══ Passage to read

First time making a fixed blade knife, using the stock removal method with O-1 Tool steel. I have been grinding and filing it for probably 12 hours now, and was wondering how do I know when its time to heat treat it? thanks
 
You want to leave the edge about the thickness of a dime so that the edge doesn't warp when it gets quenched. The more you get done before its hard the easier it is to work with. Once its hard you will put the final finish on it which will remove scale formed during heat treat. There is the shop talk section of the forums where you will probably get better answers.
 
Read the sticky threads on top of this forum. There is a ton of info.
 
Hello,

First time making a fixed blade knife, using the stock removal method with O-1 Tool steel. I have been grinding and filing it for probably 12 hours now, and was wondering how do I know when its time to heat treat it? thanks

When your fingers are crippled and permanently bent to grip a file is often times good enough. ;-)

A better answer is "It depends." If you're making a necker with a a 1.5" blade then 12 hours of filing may be overkill. If you're making some sort of huge knife then 12 hours may not be out of place.

You stated that you've been grinding and filing for approximately 12 hours. This means you haven't yet begun to use sand paper. That should be good for another 12 hours. ;-)

- Paul Meske, Wisconsin
 
basically when it's done. You're edge will be missing the actual edge and will still have a bit extra over that but not a lot. The shape is done, everything's smooth and clean. It doesn't need a super fine finish, but a 120-220 grit finish helps reduce how much you have to do after HT and makes it easier to see problems before they're a lot tougher to remove.

My last half dozen knives have been taken a lot closer to done before HT than I did in the past, and it's definitely made my life easier. My time from taking a heat treated knife to ready to mail has been cut drastically along with far less sandpaper used, fewer belts worn out and an overall increase in productivity. For obvious reasons, steel's easier to work before it's hardened. A scratch heat treated just like the higher surfaces, so now you've got to grind all that extra steel, now hardened, to get below the scratched point PLUS clear off the decarb layer at its base. trust me, as someone who used to be insufficiently anal before HT, it's easier and faster to do the work first and just be cleaning up the results of the HT after.
 
If you're using flat ground O1 and doing stock removal, you are going to wind up with an essentially stress-free knife after you've shaped it. (If you had forged it, you would have obviously stressed the metal through your various manipulations.)

════

**Set tasks:**
1. In the knife-making forum thread, how thick should the edge be left so it doesn't warp during quenching?
2. Identify every line in the rows below that contains the word "hair" and copy each of those lines.

══ Input records

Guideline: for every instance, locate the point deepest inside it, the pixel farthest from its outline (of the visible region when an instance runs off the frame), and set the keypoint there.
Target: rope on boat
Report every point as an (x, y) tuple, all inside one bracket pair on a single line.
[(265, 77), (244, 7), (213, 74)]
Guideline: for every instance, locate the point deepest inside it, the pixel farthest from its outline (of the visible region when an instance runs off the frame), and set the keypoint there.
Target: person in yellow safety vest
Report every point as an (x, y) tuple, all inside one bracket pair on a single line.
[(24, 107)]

════
══ Input records

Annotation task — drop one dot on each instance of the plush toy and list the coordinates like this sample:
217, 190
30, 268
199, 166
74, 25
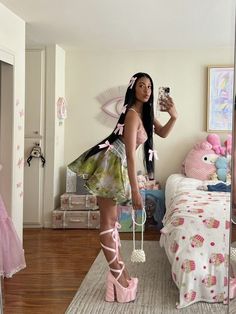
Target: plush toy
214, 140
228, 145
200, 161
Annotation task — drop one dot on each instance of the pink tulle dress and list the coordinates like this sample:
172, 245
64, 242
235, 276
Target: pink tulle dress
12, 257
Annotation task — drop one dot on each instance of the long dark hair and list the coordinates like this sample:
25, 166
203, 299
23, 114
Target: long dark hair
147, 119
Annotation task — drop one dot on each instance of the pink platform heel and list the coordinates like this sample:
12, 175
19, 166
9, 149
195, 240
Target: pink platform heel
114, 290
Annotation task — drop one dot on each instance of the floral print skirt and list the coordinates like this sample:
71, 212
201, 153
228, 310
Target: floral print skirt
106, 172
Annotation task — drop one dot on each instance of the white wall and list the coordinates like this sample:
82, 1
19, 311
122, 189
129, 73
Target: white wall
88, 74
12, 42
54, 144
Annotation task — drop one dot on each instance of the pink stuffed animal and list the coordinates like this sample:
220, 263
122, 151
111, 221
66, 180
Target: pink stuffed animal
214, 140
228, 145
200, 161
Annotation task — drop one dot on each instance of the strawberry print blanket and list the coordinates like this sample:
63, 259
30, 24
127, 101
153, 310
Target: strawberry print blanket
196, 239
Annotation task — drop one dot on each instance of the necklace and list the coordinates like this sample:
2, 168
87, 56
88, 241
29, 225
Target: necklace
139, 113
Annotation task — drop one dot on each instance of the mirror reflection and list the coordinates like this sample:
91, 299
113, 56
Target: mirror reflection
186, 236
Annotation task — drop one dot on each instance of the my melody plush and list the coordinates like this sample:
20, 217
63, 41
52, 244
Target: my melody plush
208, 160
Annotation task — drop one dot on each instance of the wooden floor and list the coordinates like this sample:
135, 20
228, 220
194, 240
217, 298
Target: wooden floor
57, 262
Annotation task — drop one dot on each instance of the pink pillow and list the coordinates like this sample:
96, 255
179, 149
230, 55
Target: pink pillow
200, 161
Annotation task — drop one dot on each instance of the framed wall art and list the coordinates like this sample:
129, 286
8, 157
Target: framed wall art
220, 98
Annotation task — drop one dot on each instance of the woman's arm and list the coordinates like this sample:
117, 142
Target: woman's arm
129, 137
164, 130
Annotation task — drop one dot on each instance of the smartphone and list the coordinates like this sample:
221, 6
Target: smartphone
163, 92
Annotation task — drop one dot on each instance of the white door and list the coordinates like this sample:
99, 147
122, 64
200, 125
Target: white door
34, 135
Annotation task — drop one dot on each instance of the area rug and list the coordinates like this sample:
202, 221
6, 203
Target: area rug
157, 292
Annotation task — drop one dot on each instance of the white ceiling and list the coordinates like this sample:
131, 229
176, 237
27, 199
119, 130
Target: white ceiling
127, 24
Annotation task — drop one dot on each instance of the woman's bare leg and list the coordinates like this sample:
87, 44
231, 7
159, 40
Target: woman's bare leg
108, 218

════

**Expected outputs:**
1. About the thickness of a dime.

2.
Annotation task — drop one dot on each instance of the long dark hair and list the coordinates like this sample:
Target: long dark hair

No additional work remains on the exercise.